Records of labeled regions
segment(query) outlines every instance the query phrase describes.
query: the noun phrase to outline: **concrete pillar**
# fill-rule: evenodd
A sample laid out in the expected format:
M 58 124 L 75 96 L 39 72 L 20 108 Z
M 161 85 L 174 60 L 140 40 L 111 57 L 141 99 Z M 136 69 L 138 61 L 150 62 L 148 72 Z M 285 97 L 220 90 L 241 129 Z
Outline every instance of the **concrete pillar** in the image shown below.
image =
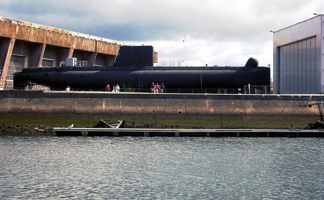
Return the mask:
M 40 67 L 46 44 L 38 44 L 32 45 L 31 47 L 30 67 Z
M 95 64 L 95 61 L 97 56 L 97 53 L 96 52 L 87 53 L 87 56 L 85 60 L 88 61 L 88 66 L 92 66 Z
M 71 48 L 70 49 L 70 51 L 69 52 L 69 55 L 67 57 L 65 58 L 72 58 L 72 56 L 73 55 L 73 51 L 74 51 L 74 49 L 73 48 Z M 65 61 L 65 60 L 64 60 Z
M 73 53 L 74 49 L 61 49 L 58 50 L 57 52 L 57 63 L 56 66 L 59 66 L 60 63 L 61 62 L 65 62 L 66 61 L 67 58 L 71 58 Z M 71 57 L 69 57 L 70 54 Z
M 105 57 L 105 66 L 112 66 L 117 56 L 112 55 L 107 55 Z
M 0 89 L 3 88 L 16 39 L 6 38 L 0 45 Z

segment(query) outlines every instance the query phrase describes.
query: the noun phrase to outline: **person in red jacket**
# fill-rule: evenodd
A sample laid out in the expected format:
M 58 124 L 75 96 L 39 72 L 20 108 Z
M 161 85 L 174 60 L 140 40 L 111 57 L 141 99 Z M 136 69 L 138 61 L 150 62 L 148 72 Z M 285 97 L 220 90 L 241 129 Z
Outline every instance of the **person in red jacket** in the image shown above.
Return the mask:
M 155 93 L 159 93 L 159 89 L 160 87 L 159 87 L 159 83 L 156 83 L 156 84 L 155 85 Z

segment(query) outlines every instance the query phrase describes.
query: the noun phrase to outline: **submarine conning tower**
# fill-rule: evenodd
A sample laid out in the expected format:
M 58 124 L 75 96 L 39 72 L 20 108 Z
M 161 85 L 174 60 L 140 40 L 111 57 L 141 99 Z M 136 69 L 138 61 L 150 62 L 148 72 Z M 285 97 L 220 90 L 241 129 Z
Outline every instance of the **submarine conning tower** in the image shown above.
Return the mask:
M 259 66 L 259 61 L 255 58 L 251 57 L 249 59 L 245 64 L 245 67 L 255 68 Z

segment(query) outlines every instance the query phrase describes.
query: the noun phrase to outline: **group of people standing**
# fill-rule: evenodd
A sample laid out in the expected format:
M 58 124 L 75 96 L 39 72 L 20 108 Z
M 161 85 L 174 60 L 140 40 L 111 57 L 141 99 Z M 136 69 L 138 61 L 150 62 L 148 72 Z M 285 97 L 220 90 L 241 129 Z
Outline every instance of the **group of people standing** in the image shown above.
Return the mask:
M 154 85 L 154 83 L 152 83 L 151 86 L 151 90 L 152 93 L 163 93 L 164 91 L 165 87 L 163 85 L 163 83 L 161 85 L 159 85 L 159 83 L 156 83 L 156 85 Z
M 119 92 L 120 90 L 120 88 L 118 86 L 118 84 L 116 84 L 116 86 L 115 86 L 115 85 L 114 85 L 112 87 L 112 90 L 111 91 L 111 92 Z M 110 92 L 110 86 L 109 86 L 109 85 L 107 85 L 107 86 L 106 86 L 106 91 Z

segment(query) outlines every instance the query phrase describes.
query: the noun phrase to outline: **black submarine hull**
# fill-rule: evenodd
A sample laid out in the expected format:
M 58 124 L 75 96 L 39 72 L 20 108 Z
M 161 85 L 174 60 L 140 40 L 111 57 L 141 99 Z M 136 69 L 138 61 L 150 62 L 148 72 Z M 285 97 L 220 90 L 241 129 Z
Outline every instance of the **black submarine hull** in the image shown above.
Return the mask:
M 270 68 L 244 67 L 64 67 L 26 68 L 14 74 L 15 86 L 30 82 L 50 87 L 149 88 L 152 82 L 169 88 L 242 88 L 269 85 Z M 252 63 L 253 64 L 253 63 Z

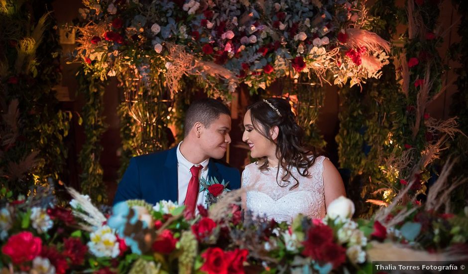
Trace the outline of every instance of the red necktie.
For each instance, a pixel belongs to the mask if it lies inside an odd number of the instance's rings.
[[[193,217],[195,215],[195,208],[197,207],[197,200],[198,199],[198,193],[200,190],[200,182],[198,180],[198,174],[203,168],[203,166],[194,165],[190,168],[192,178],[189,182],[189,187],[187,189],[187,195],[185,196],[185,214],[188,219]]]

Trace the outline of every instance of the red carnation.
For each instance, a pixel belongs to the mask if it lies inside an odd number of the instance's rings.
[[[153,243],[153,251],[169,254],[175,249],[177,239],[174,238],[174,235],[168,229],[165,229],[158,236],[157,239]]]
[[[69,268],[66,258],[59,253],[53,246],[50,247],[46,245],[43,246],[41,257],[49,259],[50,263],[55,267],[55,273],[57,274],[65,274]]]
[[[40,254],[42,245],[41,238],[34,237],[29,231],[23,231],[10,237],[1,252],[9,256],[13,264],[19,265],[32,261]]]
[[[215,197],[218,197],[224,190],[225,187],[221,184],[213,184],[208,187],[208,191]]]
[[[426,40],[434,40],[436,38],[436,35],[433,32],[427,32],[426,33]]]
[[[411,57],[408,61],[408,67],[412,68],[419,63],[419,60],[416,57]]]
[[[292,65],[294,70],[297,72],[302,71],[306,67],[306,63],[304,61],[302,56],[297,56],[292,60]]]
[[[119,18],[116,18],[112,21],[112,27],[116,29],[122,27],[123,24],[123,21],[122,21],[122,19]]]
[[[199,241],[209,236],[216,227],[216,223],[207,217],[202,218],[200,222],[192,226],[192,232]]]
[[[101,42],[101,37],[99,36],[93,36],[91,38],[91,43],[96,45],[98,42]]]
[[[320,257],[319,260],[330,263],[333,265],[333,268],[336,269],[346,262],[346,249],[330,241],[321,249]]]
[[[325,225],[313,226],[307,231],[306,240],[302,242],[302,255],[312,259],[318,259],[321,249],[326,243],[333,241],[333,231]]]
[[[346,43],[348,41],[348,34],[341,31],[338,32],[338,41],[343,43]]]
[[[210,248],[202,254],[205,263],[200,269],[208,274],[227,274],[229,262],[220,248]]]
[[[387,229],[378,221],[376,221],[374,223],[374,232],[370,236],[380,240],[385,240],[387,238]]]
[[[63,254],[70,258],[72,264],[75,266],[82,265],[88,253],[88,247],[78,238],[64,239],[63,243],[65,247]]]
[[[424,79],[418,79],[414,81],[414,87],[417,88],[419,86],[421,86],[421,88],[423,87],[423,86],[424,84]]]
[[[123,42],[123,38],[120,34],[114,31],[108,31],[104,34],[104,39],[106,41],[115,42],[119,44],[121,44]]]
[[[202,48],[202,50],[205,54],[211,54],[213,53],[213,48],[210,44],[205,44]]]
[[[228,269],[229,274],[244,274],[244,262],[247,260],[248,251],[236,249],[226,253],[226,258],[230,264]]]
[[[273,66],[269,64],[267,64],[266,66],[263,67],[263,71],[265,72],[265,73],[267,74],[269,74],[273,72]]]

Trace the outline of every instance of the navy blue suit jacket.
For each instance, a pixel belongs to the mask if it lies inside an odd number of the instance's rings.
[[[177,201],[177,147],[152,154],[133,157],[118,184],[114,204],[126,200],[143,199],[151,204],[161,200]],[[229,182],[230,189],[240,187],[236,168],[213,159],[208,164],[208,178]]]

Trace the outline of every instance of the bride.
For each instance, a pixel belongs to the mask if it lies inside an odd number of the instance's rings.
[[[303,130],[286,100],[253,104],[243,124],[242,140],[258,159],[242,173],[244,209],[278,222],[291,222],[300,213],[321,219],[332,201],[346,195],[333,164],[306,148]]]

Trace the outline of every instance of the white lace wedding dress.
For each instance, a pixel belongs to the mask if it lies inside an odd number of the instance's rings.
[[[324,194],[323,161],[325,157],[318,157],[315,163],[309,169],[310,177],[303,177],[295,168],[292,169],[299,186],[292,190],[291,186],[296,181],[290,177],[291,183],[281,187],[276,183],[276,168],[260,171],[256,163],[245,166],[242,173],[242,187],[248,188],[246,194],[247,209],[254,216],[266,216],[277,222],[291,223],[299,213],[313,219],[321,219],[326,213]],[[284,170],[280,167],[278,182],[281,182]]]

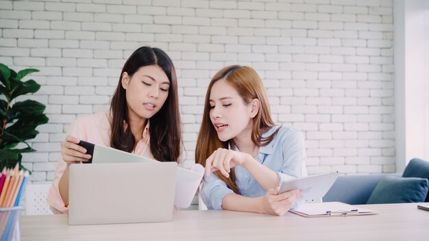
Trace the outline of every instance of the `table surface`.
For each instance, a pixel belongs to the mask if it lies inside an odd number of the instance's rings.
[[[428,203],[426,203],[428,204]],[[428,240],[417,203],[356,205],[379,214],[304,218],[231,211],[177,211],[173,221],[71,226],[66,215],[23,216],[22,240]]]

What the task requires
Return every line of the records above that contains the word "noun", treating uppercase and lowercase letters as distinct.

Reply
query: the noun phrase to outline: **concrete pillar**
query: the noun phrase to outline: **person in red jacket**
query: the noun phrase to outline: **submarine conning tower**
query: the noun phrase to outline: **group of people standing**
query: the noun phrase to outline: **black submarine hull**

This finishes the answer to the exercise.